### [作成内容]
伝道を扱った本文によると、パウロが「わたしの心には大きな悲嘆と絶えざる苦痛があります」と述べたのはなぜですか。1〜3文で説明してください。

### [本文]

エホバは「耐え忍んで実を結ぶ」人たちを愛される
「りっぱな土の上のもの[は]耐え忍んで実を結ぶ者たちです」。ルカ 8:15
1,2. (イ)反応があまり良くない区域で忠実に奉仕している兄弟姉妹から,どんな励みを得られますか。(冒頭の写真を参照。)(ロ)イエスは「郷里」で伝道することについて,どんなことを述べましたか。(脚注を参照。)
米国に住むセルジョとオリンダは,80代の開拓者の夫婦です。最近は足が痛み,歩くのも大変です。でも朝になると,2人は人通りの多い広場に歩いて行きます。7時にはバス停のそばのいつもの場所に就き,行き交う人たちに聖書の出版物を見せます。ほとんどの人は無視して通り過ぎて行きます。でも2人は目が合う人たちに温かくほほえみかけます。そして,昼になるとゆっくり歩いて家に帰ります。翌日も朝7時から同じ場所で奉仕を始めます。週に6日,1年中そうしています。もう何十年も,こんなふうに王国について知らせ続けています。
2 セルジョとオリンダだけではありません。世界中の大勢の兄弟姉妹が,人々の反応があまり良くない地元の区域で何十年も忠実に奉仕しています。あなたもその一人かもしれません。本当によく頑張っておられます。 * あなたが忠実に奉仕し続けている姿は,経験豊かな兄弟姉妹を含め,多くの人の励みになっています。巡回監督たちはこう述べています。「忠実な兄弟姉妹と一緒に伝道すると,力がわいてきます」。「自分もあきらめずに伝道を続けよう,という気持ちになります」。「兄弟姉妹が忠実に奉仕する姿に心を打たれます」。
3. この記事ではどんな点を考えますか。なぜですか。
3 イエスから与えられた宣教の務めを行ない続けるため,3つの点を考えましょう。落胆することがあるのはなぜか,どのように実を結ぶことができるか,耐え忍んで実を結び続けるうえでどんなことが役立つか,という点です。
落胆することがあるのはなぜか
4. (イ)良い反応を示さなかったユダヤ人について,パウロはどう感じましたか。(ロ)パウロがそのような気持ちになったのはなぜですか。
4 区域の人々の反応が良くないために落胆したことがありますか。使徒パウロも落胆したことがあります。パウロは30年ほど宣教を行ない,大勢の人々がキリストの弟子になるよう助けました。(使徒 14:21。コリ二 3:2,3)しかし,ユダヤ人への伝道はあまり成果を収めませんでした。ほとんどのユダヤ人は良いたよりに耳を貸さず,パウロを迫害する人たちもいました。(使徒 14:19; 17:1,4,5,13)パウロはどんな気持ちになったでしょうか。こう述べています。「わたしはキリストにあって真実を語ります。……わたしの心には大きな悲嘆と絶えざる苦痛があります」。(ロマ 9:1‐3)パウロがそのような気持ちになったのは,心をこめて宣教を行なっていたからです。ユダヤ人を深く気遣っていたので,彼らが神の憐れみを退けるのを見てつらく感じました。
5. (イ)わたしたちが伝道するのは,どんな気持ちを抱いているからですか。(ロ)人々の反応があまり良くない時,落胆することがあるのはなぜですか。

### [提供資料]
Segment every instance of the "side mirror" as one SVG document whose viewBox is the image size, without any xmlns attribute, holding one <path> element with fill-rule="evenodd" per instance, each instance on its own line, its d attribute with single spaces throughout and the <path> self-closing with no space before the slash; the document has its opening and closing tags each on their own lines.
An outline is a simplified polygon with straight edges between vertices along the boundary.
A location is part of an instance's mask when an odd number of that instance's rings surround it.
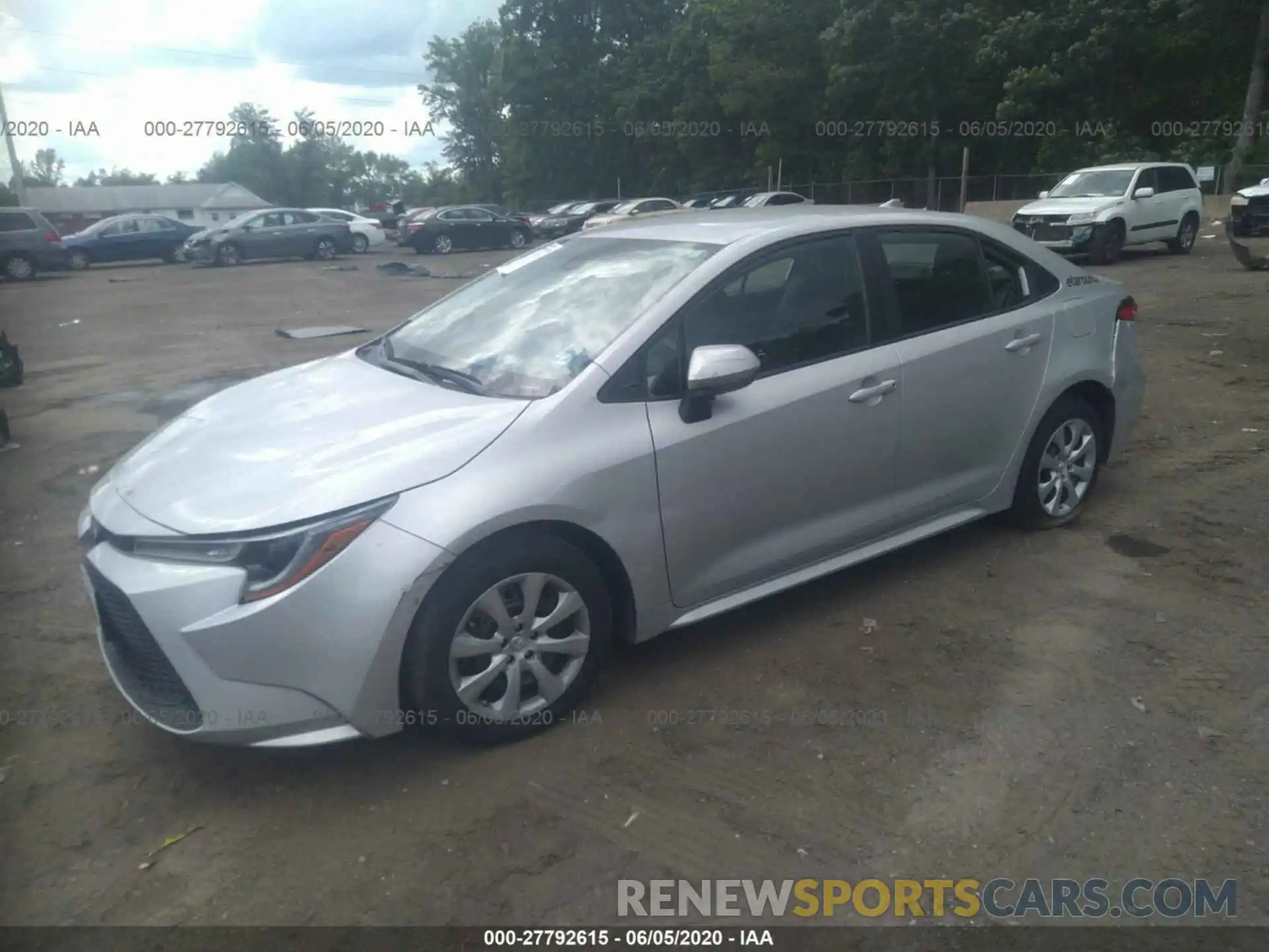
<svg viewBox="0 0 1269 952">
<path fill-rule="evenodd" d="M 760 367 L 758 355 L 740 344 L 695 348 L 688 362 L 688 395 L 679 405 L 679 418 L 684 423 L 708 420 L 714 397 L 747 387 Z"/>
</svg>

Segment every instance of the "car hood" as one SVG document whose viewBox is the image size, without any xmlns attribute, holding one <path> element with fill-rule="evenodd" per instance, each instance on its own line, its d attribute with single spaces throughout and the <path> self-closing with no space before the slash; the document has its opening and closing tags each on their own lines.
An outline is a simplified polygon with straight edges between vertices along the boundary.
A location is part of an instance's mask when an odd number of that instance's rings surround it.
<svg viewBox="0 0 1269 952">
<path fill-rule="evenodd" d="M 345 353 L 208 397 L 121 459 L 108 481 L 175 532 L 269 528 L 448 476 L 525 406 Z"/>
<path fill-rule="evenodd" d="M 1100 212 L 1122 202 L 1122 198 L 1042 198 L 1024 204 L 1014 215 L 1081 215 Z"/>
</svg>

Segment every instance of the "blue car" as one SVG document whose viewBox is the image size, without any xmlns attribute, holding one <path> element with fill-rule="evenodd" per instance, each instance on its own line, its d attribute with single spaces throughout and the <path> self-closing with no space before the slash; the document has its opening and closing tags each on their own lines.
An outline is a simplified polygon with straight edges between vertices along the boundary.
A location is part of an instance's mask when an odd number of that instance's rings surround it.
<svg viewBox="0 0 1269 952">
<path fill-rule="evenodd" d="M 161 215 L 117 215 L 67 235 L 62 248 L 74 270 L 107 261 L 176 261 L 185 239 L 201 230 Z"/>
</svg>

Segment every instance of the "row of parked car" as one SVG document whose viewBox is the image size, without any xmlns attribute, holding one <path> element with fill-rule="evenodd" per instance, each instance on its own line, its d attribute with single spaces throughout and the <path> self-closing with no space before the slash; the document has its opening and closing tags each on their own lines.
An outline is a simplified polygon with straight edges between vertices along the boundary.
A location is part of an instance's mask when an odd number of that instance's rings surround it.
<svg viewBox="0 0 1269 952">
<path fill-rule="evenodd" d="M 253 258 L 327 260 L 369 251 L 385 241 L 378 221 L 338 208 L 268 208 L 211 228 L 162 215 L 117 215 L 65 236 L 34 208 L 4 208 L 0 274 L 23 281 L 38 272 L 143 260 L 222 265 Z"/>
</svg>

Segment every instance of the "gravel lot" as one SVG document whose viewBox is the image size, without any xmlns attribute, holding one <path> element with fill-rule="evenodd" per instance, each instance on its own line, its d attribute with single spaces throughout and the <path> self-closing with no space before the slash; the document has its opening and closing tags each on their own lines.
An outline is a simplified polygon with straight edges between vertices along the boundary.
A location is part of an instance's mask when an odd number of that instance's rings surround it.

### [解答全文]
パウロがそのような気持ちになったのは、心をこめて宣教を行なっていたからです。ユダヤ人を深く気遣っていたので、彼らが神の憐れみを退けるのを見てつらく感じました。